»»
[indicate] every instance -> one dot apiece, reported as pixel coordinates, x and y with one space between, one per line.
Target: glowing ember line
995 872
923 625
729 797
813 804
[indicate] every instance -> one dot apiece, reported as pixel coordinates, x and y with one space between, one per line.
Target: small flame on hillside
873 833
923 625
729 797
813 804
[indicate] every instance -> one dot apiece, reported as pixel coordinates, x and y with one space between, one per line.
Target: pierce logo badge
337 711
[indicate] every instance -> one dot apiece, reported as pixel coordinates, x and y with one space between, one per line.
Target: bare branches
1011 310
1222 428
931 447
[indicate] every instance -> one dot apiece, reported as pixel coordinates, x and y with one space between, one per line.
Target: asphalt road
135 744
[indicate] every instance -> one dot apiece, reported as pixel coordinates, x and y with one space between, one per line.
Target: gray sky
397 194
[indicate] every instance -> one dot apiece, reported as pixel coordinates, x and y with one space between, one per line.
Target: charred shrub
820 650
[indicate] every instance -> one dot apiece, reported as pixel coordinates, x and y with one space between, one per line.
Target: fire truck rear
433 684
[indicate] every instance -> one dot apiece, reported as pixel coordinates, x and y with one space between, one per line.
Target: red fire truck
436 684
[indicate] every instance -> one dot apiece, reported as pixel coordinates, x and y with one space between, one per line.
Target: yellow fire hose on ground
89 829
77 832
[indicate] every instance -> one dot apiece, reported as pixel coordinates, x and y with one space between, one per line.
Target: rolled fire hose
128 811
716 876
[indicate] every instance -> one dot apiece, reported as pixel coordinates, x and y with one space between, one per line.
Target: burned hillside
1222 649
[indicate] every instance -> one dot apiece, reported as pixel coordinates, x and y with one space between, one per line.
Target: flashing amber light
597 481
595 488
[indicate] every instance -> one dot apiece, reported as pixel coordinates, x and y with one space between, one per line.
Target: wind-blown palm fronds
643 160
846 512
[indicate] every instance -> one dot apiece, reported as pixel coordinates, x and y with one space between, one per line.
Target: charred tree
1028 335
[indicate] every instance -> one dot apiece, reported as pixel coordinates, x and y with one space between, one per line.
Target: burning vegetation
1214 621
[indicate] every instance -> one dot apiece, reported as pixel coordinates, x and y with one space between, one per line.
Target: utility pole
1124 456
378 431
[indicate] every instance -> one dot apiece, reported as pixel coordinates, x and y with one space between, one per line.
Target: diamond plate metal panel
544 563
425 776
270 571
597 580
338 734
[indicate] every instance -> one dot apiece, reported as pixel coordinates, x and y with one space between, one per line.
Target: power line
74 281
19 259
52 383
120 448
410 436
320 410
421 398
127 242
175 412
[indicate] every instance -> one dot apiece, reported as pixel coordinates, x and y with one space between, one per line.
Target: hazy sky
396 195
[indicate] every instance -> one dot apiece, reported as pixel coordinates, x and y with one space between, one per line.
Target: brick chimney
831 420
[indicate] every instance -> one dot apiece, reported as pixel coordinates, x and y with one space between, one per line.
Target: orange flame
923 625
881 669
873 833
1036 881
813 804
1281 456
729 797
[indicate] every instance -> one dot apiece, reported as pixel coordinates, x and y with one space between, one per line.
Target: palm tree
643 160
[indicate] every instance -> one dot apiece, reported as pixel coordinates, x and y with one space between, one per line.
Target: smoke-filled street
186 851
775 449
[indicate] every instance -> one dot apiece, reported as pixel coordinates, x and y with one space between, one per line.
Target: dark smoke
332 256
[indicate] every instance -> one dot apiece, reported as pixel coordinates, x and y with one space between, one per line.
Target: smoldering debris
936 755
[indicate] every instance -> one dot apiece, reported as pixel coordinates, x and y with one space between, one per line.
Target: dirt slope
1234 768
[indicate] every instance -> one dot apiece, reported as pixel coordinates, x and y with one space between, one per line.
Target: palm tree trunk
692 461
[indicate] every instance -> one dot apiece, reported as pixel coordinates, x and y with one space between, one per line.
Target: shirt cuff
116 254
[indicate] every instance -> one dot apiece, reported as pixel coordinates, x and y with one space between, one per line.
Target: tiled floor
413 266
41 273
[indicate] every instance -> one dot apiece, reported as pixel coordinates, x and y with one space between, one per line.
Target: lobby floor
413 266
««
▶ [WHAT THE TASK ASKS]: Please pick out each line in the entries above that contains the word "smoke" and copy it. Case matters.

▶ [WRITTEN RESPONSE]:
Target: smoke-filled street
Target: dark smoke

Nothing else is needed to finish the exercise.